Extract to read
######
MMLI's function at first was clear; however, later it would develop different roles. At the beginning, MMLI's role was dedicated to the examination of aliens working in factories and munitions plants, effectively becoming a secret part of the employment process for this kind of work. However, by May 1916, there was a radical change in direction for the organisation. After some Labour leaders started to oppose the Munitions of War Act, intelligence shifted from solely finding German agents, to trying to protect against industrial action too, focusing left on the political spectrum.

PMS2 was attached to Colonel Arthur Lee, Parliamentary Military Secretary to the Ministry of Munitions and in practice operated as a branch of MI5.

This new role was a creation of a new strike on 17 March 1916, what would affect the war machine greatly. Although the service still believed German agents were behind the unrest, it began to investigate.

==Reform==

In June, 1916, MMLI changed its name so P.M.S.2 (parliamentary military security department, No.2) on the grounds of containing as much information about the organisation from the public as possible. There was also subtle transformation in the unit to investigate sabotage, strikes, and labour unrest. Lieutenant Frederick de Valda was quoted with saying ‘The object if P.M.S.2 was political: to keep an eye on foreign agitators and guard munitions and other important establishments against sabotage and other interference agitators or enemy agents’.
######
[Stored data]
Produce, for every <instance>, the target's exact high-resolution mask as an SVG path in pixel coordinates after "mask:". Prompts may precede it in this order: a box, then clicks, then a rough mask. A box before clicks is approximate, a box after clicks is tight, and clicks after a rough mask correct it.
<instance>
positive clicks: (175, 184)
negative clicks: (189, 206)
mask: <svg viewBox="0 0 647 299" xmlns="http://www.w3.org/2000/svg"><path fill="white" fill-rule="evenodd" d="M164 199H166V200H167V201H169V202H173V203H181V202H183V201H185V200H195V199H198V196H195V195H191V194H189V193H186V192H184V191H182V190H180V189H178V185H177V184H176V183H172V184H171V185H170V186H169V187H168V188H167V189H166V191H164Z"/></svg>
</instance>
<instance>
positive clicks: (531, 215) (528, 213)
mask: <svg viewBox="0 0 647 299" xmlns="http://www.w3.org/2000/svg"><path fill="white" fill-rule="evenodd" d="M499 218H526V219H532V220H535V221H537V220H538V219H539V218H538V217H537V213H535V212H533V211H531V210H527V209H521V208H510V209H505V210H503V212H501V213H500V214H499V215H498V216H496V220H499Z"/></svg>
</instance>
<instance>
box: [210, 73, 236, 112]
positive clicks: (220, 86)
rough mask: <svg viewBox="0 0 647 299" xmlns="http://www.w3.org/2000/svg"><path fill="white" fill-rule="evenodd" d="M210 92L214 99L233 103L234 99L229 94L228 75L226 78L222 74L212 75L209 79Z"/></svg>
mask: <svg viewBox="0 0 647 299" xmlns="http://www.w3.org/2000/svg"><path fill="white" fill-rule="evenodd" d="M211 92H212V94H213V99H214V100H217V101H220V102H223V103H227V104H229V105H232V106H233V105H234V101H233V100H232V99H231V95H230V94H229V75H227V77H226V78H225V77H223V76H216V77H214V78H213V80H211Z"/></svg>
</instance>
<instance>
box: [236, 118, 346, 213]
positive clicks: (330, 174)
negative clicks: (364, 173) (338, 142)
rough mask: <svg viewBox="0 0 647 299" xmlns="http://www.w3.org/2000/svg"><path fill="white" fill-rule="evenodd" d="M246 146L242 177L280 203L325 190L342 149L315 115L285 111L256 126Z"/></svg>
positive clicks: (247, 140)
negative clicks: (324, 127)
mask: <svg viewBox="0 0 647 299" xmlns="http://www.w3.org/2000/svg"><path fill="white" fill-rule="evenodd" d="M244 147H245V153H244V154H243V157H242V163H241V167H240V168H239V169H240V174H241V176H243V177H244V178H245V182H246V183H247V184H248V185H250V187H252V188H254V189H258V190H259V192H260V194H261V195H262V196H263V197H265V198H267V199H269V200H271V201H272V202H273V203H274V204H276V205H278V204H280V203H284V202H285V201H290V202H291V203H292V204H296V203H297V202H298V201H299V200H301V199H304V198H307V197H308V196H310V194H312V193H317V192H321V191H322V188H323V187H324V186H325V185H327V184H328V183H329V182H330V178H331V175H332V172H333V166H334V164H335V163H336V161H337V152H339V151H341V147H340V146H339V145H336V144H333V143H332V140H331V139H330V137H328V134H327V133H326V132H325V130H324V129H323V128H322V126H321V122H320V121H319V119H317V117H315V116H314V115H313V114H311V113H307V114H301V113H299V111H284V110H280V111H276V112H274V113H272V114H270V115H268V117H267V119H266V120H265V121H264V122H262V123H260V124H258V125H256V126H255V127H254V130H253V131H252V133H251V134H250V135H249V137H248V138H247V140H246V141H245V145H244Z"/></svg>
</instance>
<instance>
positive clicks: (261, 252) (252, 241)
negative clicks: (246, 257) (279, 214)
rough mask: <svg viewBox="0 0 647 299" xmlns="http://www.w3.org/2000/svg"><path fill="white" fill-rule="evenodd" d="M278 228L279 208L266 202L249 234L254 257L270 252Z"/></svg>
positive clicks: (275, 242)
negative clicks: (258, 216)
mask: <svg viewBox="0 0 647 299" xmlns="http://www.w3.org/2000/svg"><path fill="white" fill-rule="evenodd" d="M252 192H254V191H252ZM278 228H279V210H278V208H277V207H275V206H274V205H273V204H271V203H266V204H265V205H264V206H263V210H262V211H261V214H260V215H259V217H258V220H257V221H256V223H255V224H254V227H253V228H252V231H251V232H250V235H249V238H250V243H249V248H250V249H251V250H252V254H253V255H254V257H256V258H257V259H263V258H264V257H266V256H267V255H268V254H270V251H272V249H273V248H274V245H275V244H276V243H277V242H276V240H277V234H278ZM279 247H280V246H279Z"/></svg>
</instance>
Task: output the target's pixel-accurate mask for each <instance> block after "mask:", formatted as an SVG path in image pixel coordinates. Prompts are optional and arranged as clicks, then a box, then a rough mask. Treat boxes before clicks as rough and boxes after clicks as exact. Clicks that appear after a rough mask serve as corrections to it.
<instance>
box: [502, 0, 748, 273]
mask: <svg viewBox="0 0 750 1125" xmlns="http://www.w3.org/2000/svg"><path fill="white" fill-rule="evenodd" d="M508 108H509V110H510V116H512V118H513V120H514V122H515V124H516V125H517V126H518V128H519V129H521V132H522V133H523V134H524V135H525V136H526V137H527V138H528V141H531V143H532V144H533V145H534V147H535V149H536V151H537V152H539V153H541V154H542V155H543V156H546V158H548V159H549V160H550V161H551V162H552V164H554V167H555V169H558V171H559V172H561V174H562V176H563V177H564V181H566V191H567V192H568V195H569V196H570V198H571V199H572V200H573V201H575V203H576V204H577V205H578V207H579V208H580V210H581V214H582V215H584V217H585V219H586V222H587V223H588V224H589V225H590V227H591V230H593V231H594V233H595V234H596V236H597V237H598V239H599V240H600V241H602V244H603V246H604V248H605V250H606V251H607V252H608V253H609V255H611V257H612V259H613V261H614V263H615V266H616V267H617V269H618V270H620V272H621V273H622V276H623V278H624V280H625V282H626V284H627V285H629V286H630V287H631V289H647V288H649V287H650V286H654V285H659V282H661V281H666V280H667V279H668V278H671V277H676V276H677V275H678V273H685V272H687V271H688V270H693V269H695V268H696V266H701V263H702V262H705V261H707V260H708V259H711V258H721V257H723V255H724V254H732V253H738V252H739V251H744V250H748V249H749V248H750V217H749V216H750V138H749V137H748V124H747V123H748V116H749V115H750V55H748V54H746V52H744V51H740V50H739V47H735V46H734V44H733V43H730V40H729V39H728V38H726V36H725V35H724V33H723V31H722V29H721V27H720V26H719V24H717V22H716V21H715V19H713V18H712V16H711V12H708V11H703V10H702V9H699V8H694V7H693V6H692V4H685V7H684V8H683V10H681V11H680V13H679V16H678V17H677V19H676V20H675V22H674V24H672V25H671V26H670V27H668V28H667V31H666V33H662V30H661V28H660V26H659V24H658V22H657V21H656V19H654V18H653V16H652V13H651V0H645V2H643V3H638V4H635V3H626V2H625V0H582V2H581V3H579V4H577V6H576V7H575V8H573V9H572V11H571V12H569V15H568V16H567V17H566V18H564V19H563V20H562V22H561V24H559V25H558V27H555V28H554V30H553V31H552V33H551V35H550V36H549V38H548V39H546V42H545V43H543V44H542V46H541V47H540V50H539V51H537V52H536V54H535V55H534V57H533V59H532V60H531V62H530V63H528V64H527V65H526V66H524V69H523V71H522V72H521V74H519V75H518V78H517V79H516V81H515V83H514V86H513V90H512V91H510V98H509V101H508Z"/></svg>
######
Task requirements
Pick up the passage about the munitions intelligence unit MMLI (later P.M.S.2) after its last sentence, and extend it with a few more paragraphs.

Result for this task
==Fall of P.M.S.2==

By September 1916, the methods used became undercover and somewhat questionable. An agent would pose as a conscientious objector on the run from the police, with the guise to make contact with left-wing groups in the labour market. By December, the ministry started to have doubts about the effectiveness of this campaign. However, in December 1916 'Alex Gordon' (Rickard), an undercover agent reporting to Herbert Booth, claimed to have discovered ‘A plot to kill David Lloyd George the Prime Minister and Arthur Henderson’ leading to charges against four people, including Alice Wheeldon. Their arrests were widely publicised, the methods used by the undercover agent 'Alex Gordon' was recognised by labour groups and extensively attacked in the House of Commons, for fomenting discontent and suspicion, being agent provocateurs, causing embarrassment to the government. Nonetheless, in March 1917, three of the defendants were convicted and imprisoned.

In April 1917 Rickard was sent to South Africa with his wife. During 1917, the MP for Leicester, Ramsay MacDonald, pursued the government to reveal the identity of 'Alex Gordon'.

On Rickard's departure, the Home Office ordered that Special Branch should have the sole responsibility of all sensitive investigations. By 23 April 1917, P.M.S.2 was shut down and its functions were taken over by the War Office and Scotland Yard.